▶ TASK REQUIREMENTS
Rewrite the entries starting at the line containing "In this exercise you will locate the mud" and ending at the line containing "point(410, 384)", keeping the request line, and add 102 to each coordinate in the points.

========================================

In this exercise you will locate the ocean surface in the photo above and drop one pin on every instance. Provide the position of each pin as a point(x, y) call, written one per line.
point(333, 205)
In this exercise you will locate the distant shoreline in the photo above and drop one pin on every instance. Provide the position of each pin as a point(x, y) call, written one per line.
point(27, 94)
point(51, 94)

========================================

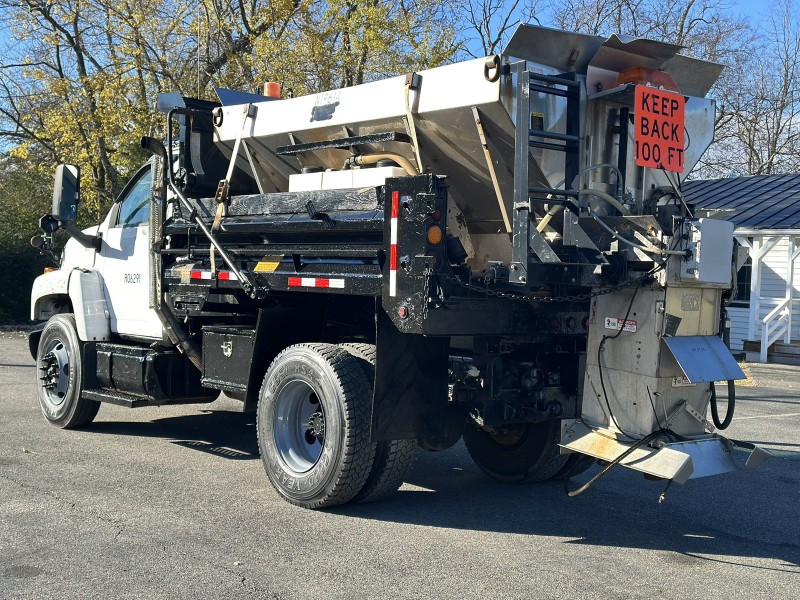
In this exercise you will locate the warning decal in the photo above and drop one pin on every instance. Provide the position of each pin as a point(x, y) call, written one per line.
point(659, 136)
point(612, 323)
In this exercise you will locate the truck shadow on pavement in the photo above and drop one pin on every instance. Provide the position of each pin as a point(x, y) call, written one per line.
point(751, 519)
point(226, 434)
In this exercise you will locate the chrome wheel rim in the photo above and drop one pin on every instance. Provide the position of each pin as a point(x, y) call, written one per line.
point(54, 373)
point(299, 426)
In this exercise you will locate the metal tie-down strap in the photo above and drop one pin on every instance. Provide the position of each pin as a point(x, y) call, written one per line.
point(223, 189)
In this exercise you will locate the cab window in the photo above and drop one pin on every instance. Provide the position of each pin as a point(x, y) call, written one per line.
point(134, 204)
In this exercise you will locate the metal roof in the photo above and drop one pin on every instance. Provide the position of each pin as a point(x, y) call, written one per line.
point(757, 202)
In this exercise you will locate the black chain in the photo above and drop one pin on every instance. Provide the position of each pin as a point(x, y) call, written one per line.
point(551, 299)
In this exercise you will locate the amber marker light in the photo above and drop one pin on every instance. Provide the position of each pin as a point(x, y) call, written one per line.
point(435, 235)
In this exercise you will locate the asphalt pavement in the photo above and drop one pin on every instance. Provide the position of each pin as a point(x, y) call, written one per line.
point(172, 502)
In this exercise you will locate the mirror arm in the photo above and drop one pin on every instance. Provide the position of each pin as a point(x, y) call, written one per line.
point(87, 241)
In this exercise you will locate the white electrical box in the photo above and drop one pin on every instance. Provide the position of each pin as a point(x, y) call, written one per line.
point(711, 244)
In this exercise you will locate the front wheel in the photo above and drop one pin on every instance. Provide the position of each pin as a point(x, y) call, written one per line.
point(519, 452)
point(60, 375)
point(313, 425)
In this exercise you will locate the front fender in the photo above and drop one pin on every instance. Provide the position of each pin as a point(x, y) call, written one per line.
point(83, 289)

========================================

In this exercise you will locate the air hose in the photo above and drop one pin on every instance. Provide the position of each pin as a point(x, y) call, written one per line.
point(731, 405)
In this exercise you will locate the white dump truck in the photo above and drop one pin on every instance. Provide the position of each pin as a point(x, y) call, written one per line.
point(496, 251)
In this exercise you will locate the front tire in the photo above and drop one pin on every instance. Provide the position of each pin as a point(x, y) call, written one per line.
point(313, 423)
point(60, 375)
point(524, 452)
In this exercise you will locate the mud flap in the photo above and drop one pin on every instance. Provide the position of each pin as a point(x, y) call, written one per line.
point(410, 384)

========================================

▶ FULL ANSWER
In this exercise you will locate the mud flap in the photo above and drop one pin on every instance. Provide the position of each pin as a point(x, y) call, written one per line.
point(512, 486)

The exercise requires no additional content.